+++ Testo da analizzare

NAIROBI – La pandemia del Covid-19, aggravata dalle difficoltà delle filiere e dall’aumento dell’inflazione, ha evidenziato le fragilità del sistema alimentare africano registrando solo nel 2020 una crescita del 60% della popolazione che soffre la fame. In questo contesto, il cambiamento climatico, che contribuisce a un deterioramento degli ecosistemi delle acque pulite e dei terreni coltivabili rendendo ampie zone dell’Africa inabitabili, non farà altro che peggiorare le cose.
Se da un lato la pandemia e la guerra in Ucraina hanno ulteriormente peggiorato le condizioni di insicurezza alimentare a livello globale, riducendo milioni di persone in estrema povertà e invertendo decenni di progresso, dall’altro la situzione nei paesi africani a basso reddito è diventata ancora più difficile. La popolazione del continente africano ha infatti raggiunto 1,4 milioni di persone e potrebbe raddoppiare entro il 2050, mentre, nonostante alcuni miglioramenti, la produttività agricola continua a essere molto al di sotto degli standard globali. Ciò ha obbligato i governi a fare maggiore affidamento sulle importazioni dei prodotti alimentari, il che ha però comportato un aumento dei prezzi.
Ci sono tuttavia dei paesi che spiccano per i loro successi. L’Etiopia, il Marocco e il Ruanda, ad esempio, sono riusciti a incoraggiare la produttività agricola delineando una visione per le loro industrie a livello nazionale, mettendo insieme gli attori pubblici e privati, costruendo le infrastrutture necessarie e impegnandosi in modo costante sul fronte dell’apprendimento e dell’adattamento. Di conseguenza, questi paesi hanno aumentato la propria produzione agricola, migliorato la sicurezza alimentare, aumentato i redditi degli agricoltori e rafforzato la resilienza dei sistemi alimentari locali nei confronti degli shock esterni.
Prendiamo in considerazione l’Etiopia dove i raccolti a livello nazionale sono aumentati del 76% e la produzione alimentare complessiva è cresciuta del 50% a partire dall’istituzione dell’Agenzia per la trasformazione agricola (ATA) nel 2010. Secondo le stime dell’ATA, grazie alle riforme agricole 150.000 persone hanno evitato la morte per fame, 11,5 milioni di cittadini etiopi sono guariti dalla malnutrizione e 286.000 persone sono uscite dalla povertà.

++++++
+++ Righe mostrate

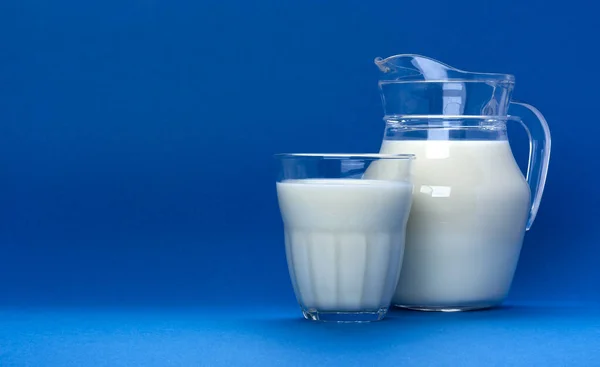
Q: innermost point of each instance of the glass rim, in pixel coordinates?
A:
(339, 156)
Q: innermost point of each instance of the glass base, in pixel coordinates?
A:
(344, 316)
(446, 308)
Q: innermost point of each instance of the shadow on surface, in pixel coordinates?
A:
(401, 327)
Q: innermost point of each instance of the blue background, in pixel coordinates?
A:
(136, 174)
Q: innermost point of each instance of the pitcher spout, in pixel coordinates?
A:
(412, 67)
(418, 85)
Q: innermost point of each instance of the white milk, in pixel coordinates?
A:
(466, 226)
(344, 240)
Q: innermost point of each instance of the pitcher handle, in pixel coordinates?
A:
(539, 152)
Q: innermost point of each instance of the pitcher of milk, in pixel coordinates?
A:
(471, 203)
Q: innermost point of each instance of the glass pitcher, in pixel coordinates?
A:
(471, 203)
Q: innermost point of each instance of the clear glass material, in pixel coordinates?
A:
(471, 203)
(344, 221)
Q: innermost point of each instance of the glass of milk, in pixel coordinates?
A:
(345, 219)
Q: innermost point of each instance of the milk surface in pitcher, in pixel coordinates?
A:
(466, 226)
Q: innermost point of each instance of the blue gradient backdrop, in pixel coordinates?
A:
(136, 136)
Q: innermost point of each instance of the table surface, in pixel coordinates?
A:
(517, 334)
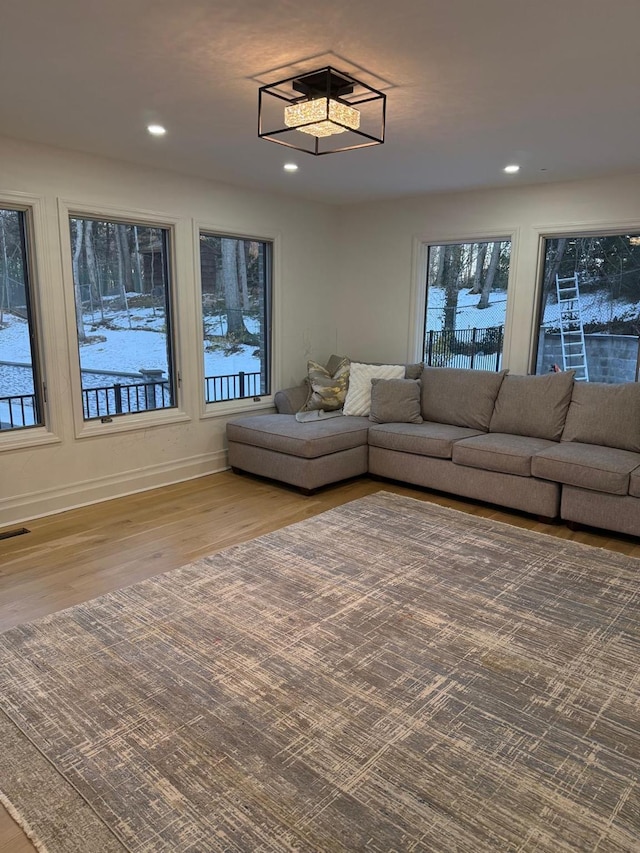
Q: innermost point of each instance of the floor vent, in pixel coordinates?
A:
(17, 532)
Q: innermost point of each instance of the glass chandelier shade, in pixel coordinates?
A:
(322, 117)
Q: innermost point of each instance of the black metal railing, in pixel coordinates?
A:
(474, 348)
(232, 386)
(18, 410)
(121, 399)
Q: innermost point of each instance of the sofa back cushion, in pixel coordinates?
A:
(533, 405)
(459, 396)
(395, 401)
(605, 414)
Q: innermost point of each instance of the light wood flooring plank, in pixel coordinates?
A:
(77, 555)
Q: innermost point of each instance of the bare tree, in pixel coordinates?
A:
(450, 281)
(92, 266)
(479, 270)
(489, 278)
(124, 267)
(77, 290)
(235, 323)
(242, 273)
(5, 296)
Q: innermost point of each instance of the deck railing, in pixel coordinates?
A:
(16, 411)
(232, 386)
(474, 348)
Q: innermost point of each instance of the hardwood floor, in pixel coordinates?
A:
(77, 555)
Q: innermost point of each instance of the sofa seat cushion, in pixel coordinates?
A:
(508, 454)
(589, 466)
(425, 439)
(634, 483)
(310, 440)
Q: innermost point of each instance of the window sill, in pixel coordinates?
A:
(129, 423)
(237, 407)
(21, 439)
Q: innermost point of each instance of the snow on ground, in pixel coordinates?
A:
(468, 316)
(596, 307)
(130, 351)
(123, 350)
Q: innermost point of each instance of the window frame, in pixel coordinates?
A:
(41, 308)
(224, 408)
(419, 289)
(67, 210)
(556, 232)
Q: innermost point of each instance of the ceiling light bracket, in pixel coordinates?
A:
(325, 111)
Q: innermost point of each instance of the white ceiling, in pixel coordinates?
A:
(472, 85)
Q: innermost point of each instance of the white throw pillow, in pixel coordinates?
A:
(358, 399)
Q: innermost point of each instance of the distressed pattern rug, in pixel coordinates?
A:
(387, 676)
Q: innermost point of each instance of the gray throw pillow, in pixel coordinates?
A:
(533, 405)
(395, 401)
(600, 413)
(460, 396)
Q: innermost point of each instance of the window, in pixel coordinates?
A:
(466, 304)
(590, 307)
(122, 297)
(236, 313)
(20, 385)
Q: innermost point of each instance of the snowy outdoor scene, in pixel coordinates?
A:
(122, 293)
(466, 306)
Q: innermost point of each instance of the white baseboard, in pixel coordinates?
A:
(72, 495)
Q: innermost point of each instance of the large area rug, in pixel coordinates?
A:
(387, 676)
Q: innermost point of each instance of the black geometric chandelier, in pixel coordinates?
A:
(322, 112)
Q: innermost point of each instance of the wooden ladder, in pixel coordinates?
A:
(574, 355)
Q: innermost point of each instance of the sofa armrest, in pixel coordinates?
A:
(291, 400)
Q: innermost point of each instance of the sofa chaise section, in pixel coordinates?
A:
(306, 455)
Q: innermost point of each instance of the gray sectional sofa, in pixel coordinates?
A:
(545, 445)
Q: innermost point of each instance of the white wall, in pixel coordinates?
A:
(366, 311)
(379, 254)
(64, 469)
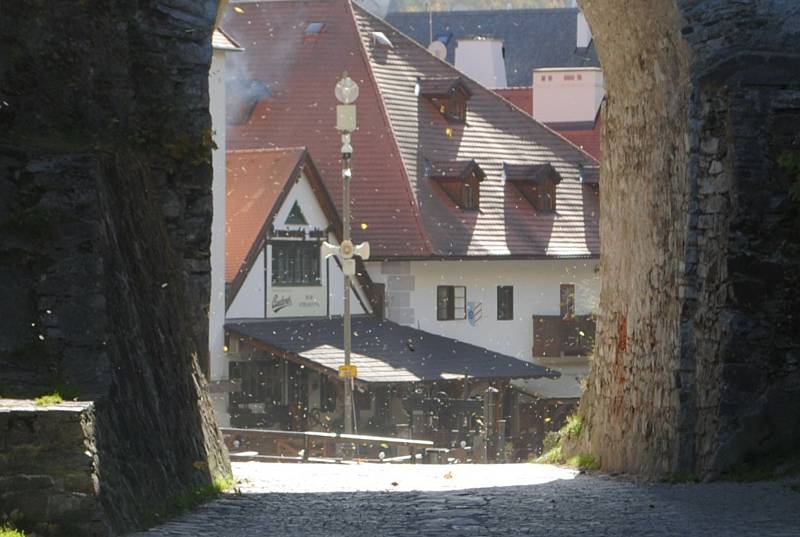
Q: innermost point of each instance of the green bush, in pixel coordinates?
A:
(188, 501)
(50, 399)
(553, 447)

++++++

Cosa fare:
- a) Indica se ciascuna delle seguenti affermazioni concorda con il testo sul sistema alimentare africano, rispondendo sì o no e citando le parole del testo che lo stabiliscono.
(i) Nel solo 2020 la popolazione africana che soffre la fame è cresciuta del 60%.
(ii) L'Agenzia per la trasformazione agricola dell'Etiopia è stata istituita nel 2015.
(iii) La produttività agricola in Africa supera gli standard globali.
- b) Rispondi alle seguenti domande basandoti sul testo sul sistema alimentare africano.
(i) Quali tre paesi vengono indicati come esempi di successo?
(ii) Di quanto sono aumentati i raccolti a livello nazionale in Etiopia?
(iii) Secondo le stime dell'ATA, quante persone sono uscite dalla povertà?

Risposte per punto:
- a)
(i) Sì: "registrando solo nel 2020 una crescita del 60% della popolazione che soffre la fame".
(ii) No: "a partire dall’istituzione dell’Agenzia per la trasformazione agricola (ATA) nel 2010".
(iii) No: "la produttività agricola continua a essere molto al di sotto degli standard globali".

- b)
(i) L'Etiopia, il Marocco e il Ruanda.
(ii) Del 76%.
(iii) 286.000 persone.